Dataset:
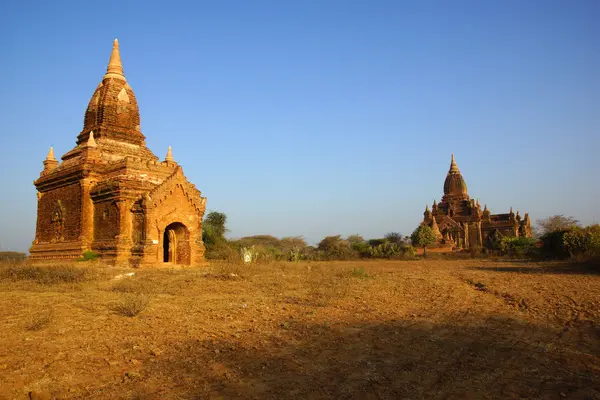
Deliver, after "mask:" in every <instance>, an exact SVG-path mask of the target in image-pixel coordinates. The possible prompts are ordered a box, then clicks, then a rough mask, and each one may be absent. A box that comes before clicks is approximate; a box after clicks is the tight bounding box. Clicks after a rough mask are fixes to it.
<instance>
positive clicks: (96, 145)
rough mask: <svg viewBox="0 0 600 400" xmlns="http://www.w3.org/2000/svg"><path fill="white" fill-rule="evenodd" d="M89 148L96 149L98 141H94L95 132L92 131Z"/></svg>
mask: <svg viewBox="0 0 600 400" xmlns="http://www.w3.org/2000/svg"><path fill="white" fill-rule="evenodd" d="M87 145H88V147H96V146H97V145H96V140H95V139H94V131H90V136H89V137H88V142H87Z"/></svg>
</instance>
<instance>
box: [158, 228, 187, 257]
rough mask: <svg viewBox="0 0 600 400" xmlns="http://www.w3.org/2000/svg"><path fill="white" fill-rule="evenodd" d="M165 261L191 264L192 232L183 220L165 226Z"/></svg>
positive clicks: (164, 248) (164, 237)
mask: <svg viewBox="0 0 600 400" xmlns="http://www.w3.org/2000/svg"><path fill="white" fill-rule="evenodd" d="M163 262H168V263H173V264H186V265H189V264H190V234H189V231H188V229H187V228H186V227H185V225H183V224H182V223H181V222H173V223H172V224H170V225H168V226H167V227H166V228H165V232H164V233H163Z"/></svg>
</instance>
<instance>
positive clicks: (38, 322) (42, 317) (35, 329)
mask: <svg viewBox="0 0 600 400" xmlns="http://www.w3.org/2000/svg"><path fill="white" fill-rule="evenodd" d="M51 320H52V311H50V310H47V311H45V312H43V313H39V314H33V315H31V316H30V317H29V319H28V321H27V324H26V325H25V329H27V330H28V331H40V330H42V329H44V328H45V327H47V326H48V325H49V324H50V321H51Z"/></svg>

Task requirements: Rewrite the data above with every occurrence of "positive clicks" replaced by "foreground clicks" and nothing else altered. Omit the pictures from your output.

The answer:
Deliver, after "mask:" in every <instance>, an exact SVG-path mask of the target in image-pixel coordinates. The possible prompts are ordered a box, then clicks, then a rough mask, and each one may be absent. A box that comes before clicks is approximate; a box after clicks is the tight bounding box. Clicks after a rough mask are fixes to it.
<instance>
foreground clicks: (96, 145)
rough mask: <svg viewBox="0 0 600 400" xmlns="http://www.w3.org/2000/svg"><path fill="white" fill-rule="evenodd" d="M89 148L96 149L98 141H94L95 132L92 131Z"/></svg>
mask: <svg viewBox="0 0 600 400" xmlns="http://www.w3.org/2000/svg"><path fill="white" fill-rule="evenodd" d="M87 145H88V147H96V146H97V145H96V140H95V139H94V131H90V136H89V137H88V142H87Z"/></svg>
</instance>
<instance>
box: [158, 228, 187, 257]
rough mask: <svg viewBox="0 0 600 400" xmlns="http://www.w3.org/2000/svg"><path fill="white" fill-rule="evenodd" d="M165 261L191 264L192 232L183 220L165 226Z"/></svg>
foreground clicks: (164, 248) (164, 237)
mask: <svg viewBox="0 0 600 400" xmlns="http://www.w3.org/2000/svg"><path fill="white" fill-rule="evenodd" d="M163 262H168V263H173V264H186V265H189V264H190V234H189V231H188V229H187V228H186V227H185V225H183V224H182V223H181V222H173V223H172V224H170V225H168V226H167V227H166V228H165V232H164V233H163Z"/></svg>
</instance>
<instance>
foreground clicks: (38, 322) (42, 317) (35, 329)
mask: <svg viewBox="0 0 600 400" xmlns="http://www.w3.org/2000/svg"><path fill="white" fill-rule="evenodd" d="M51 320H52V311H50V310H47V311H45V312H43V313H39V314H33V315H31V316H30V317H29V319H28V321H27V324H26V325H25V329H27V330H28V331H40V330H42V329H44V328H45V327H47V326H48V325H49V324H50V321H51Z"/></svg>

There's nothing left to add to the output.